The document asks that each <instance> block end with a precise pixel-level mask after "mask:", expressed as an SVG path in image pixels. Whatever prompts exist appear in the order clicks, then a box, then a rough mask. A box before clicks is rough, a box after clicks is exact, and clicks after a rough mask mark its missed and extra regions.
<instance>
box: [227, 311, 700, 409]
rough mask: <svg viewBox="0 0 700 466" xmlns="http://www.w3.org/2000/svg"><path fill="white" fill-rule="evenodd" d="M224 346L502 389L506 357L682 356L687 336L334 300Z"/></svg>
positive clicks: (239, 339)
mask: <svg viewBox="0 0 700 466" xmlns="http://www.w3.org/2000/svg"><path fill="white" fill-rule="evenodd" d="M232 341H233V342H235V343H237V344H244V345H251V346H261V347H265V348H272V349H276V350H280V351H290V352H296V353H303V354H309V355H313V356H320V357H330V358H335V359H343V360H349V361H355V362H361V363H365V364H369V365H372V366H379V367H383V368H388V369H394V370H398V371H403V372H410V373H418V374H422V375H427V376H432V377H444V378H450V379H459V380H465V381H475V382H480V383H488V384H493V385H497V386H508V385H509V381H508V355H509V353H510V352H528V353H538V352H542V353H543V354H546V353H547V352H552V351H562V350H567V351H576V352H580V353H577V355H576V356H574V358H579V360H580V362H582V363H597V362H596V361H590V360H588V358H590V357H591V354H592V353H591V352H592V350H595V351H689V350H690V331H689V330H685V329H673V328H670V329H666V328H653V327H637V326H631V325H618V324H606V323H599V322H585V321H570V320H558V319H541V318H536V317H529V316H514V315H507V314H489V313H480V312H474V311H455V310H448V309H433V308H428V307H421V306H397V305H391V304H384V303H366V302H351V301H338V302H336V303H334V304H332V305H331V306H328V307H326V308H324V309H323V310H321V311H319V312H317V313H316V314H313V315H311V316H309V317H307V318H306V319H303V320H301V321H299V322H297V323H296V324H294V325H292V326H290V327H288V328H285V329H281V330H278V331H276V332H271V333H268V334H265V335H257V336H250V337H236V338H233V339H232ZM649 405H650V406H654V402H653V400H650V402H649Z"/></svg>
───
▸ **Problem description**:
Write the listing out again, word for word.

▸ **Finished task**:
The document asks that each <instance> block end with a precise pixel-level mask after "mask:", expressed as an SVG path in image pixels. Whatever prompts exist appear in the order clicks, then a box, then a rough mask. A box before clicks is rough, a box after clicks is exact, and clicks after a rough mask mark its missed and extra regions.
<instance>
box: [227, 311, 700, 409]
rough mask: <svg viewBox="0 0 700 466" xmlns="http://www.w3.org/2000/svg"><path fill="white" fill-rule="evenodd" d="M224 346L502 389L506 357L682 356L687 336L334 300Z"/></svg>
positive clicks: (239, 339)
mask: <svg viewBox="0 0 700 466" xmlns="http://www.w3.org/2000/svg"><path fill="white" fill-rule="evenodd" d="M232 341H233V342H235V343H237V344H244V345H251V346H261V347H265V348H272V349H276V350H280V351H290V352H296V353H303V354H309V355H313V356H320V357H330V358H335V359H343V360H349V361H355V362H361V363H365V364H369V365H372V366H379V367H383V368H388V369H394V370H398V371H403V372H410V373H418V374H422V375H427V376H432V377H444V378H450V379H459V380H465V381H475V382H480V383H488V384H493V385H497V386H508V385H509V381H508V355H509V353H510V352H528V353H538V352H542V353H543V354H546V353H547V352H552V351H562V350H567V351H576V352H580V353H577V355H576V356H574V358H579V360H580V362H582V363H597V362H596V361H590V360H588V358H590V357H591V354H592V353H591V352H592V350H595V351H689V350H690V331H689V330H685V329H673V328H670V329H666V328H653V327H637V326H631V325H618V324H606V323H599V322H585V321H570V320H558V319H541V318H536V317H529V316H514V315H507V314H489V313H480V312H474V311H455V310H448V309H433V308H428V307H421V306H397V305H391V304H384V303H366V302H351V301H338V302H336V303H334V304H332V305H331V306H328V307H326V308H324V309H323V310H321V311H319V312H317V313H316V314H313V315H311V316H309V317H307V318H306V319H303V320H301V321H299V322H297V323H296V324H294V325H292V326H290V327H288V328H285V329H281V330H278V331H276V332H271V333H268V334H265V335H257V336H250V337H236V338H233V339H232ZM649 405H650V406H654V402H653V400H650V402H649Z"/></svg>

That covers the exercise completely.